- _Task_:
Reproduce, without alteration, the portion of the Refmac protocol documentation below that lies between "Fig. 9.10 Protocol" and "rate is recommendable.", inclusive.

— START OF Extract to read —

9. CCP4 Refmac protocol

Protocol designed to refine atomic structures, in reciprocal space, regarding electron density maps in by using Refmac [Vagin et al., 2004], [Kovalevskiy et al., 2018]. This protocol integrates Refmac functionality in Scipion, supporting accession to Refmac input and output data in the general model building workflow.
Refmac, Refinement of Macromolecular Structures by the Maximum-Likelihood method, allows the refinement of atomic models against experimental data, and is integrated in CCP4 software suite (CCP4). Initially applicable to X-ray data, some modifications of Refmac also support optimal fitting of atomic structures into electron density maps obtained from cryo-EM [Brown et al., 2015]. Particullarly, Refmac considers a five-Gaussian approximation for electron scatttering factors because, unlike X-ray crystallography, cryo-EM scattering is modified by each atom electric charge and ionization state. In addition, Refmac computes structure factors only for the model-explained part of the map. These structure factors are complex because they include, not only amplitude data, but also phase information. Refmac will try to minimize the difference between the “observed” and calculated structure factors, computed from cryo-EM maps and from atom coordinates (structure), respectively. Additional instructions to use can be found in REFMAC.
  • Requirements to run this protocol and visualize results:
    • Scipion plugin: scipion-em
    • Scipion plugin: scipion-em-ccp4
    • CCP4 software suite (from version 7.0.056 to 7.1)
    • Scipion plugin: scipion-em-chimera
  • Scipion menu: Model building -> Flexible fitting (Fig. 9.10 (A))
    Protocol **ccp4-refmac**. A: Protocol location in *Scipion* menu. B: Protocol form.

    Fig. 9.10 Protocol ccp4-refmac. A: Protocol location in Scipion menu. B: Protocol form.

  • Protocol form parameters (Fig. 9.10 (B)):
    • Input Volume: An electron density map previously downloaded or generated in Scipion. An atomic structure should be refined regarding to this volume.
    • Atomic structure to be refined: Atomic structure previously downloaded or generated in Scipion. This structure will be refined according to the electron density volume.
    • Max. Resolution (Å): Upper limit of resolution used for refinement, in Angstroms. Using double value of sampling rate is recommendable.
    • Min. Resolution (Å): Lower limit of resolution used for refinement, in Angstroms.
    • Generate masked volume: Parameter set to “Yes” by default. With this option, structure factors will be computed for the map around model atomic structure. Otherwise (option “No”), structure factors will be computed for the whole map.
    • SFCALC mapradius: Advanced parameter that indicates how much around the model atomic structure should be cut. 3Å is the default value.
    • SFCALC mradius: Radius to compute the mask around the model atomic structure. 3Å is the default value.

— END OF Extract to read —
— START OF Source excerpt —

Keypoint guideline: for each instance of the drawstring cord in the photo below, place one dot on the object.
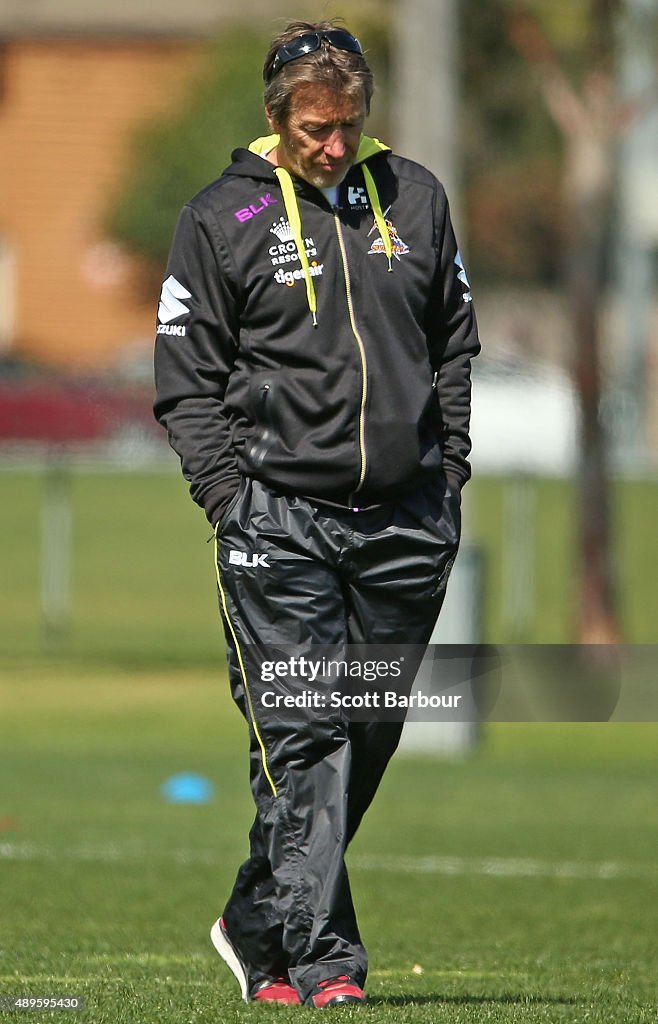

— END OF Source excerpt —

- _Solution to this exercise_:
Fig. 9.10 Protocol ccp4-refmac. A: Protocol location in Scipion menu. B: Protocol form.

  • Protocol form parameters (Fig. 9.10 (B)):
    • Input Volume: An electron density map previously downloaded or generated in Scipion. An atomic structure should be refined regarding to this volume.
    • Atomic structure to be refined: Atomic structure previously downloaded or generated in Scipion. This structure will be refined according to the electron density volume.
    • Max. Resolution (Å): Upper limit of resolution used for refinement, in Angstroms. Using double value of sampling rate is recommendable.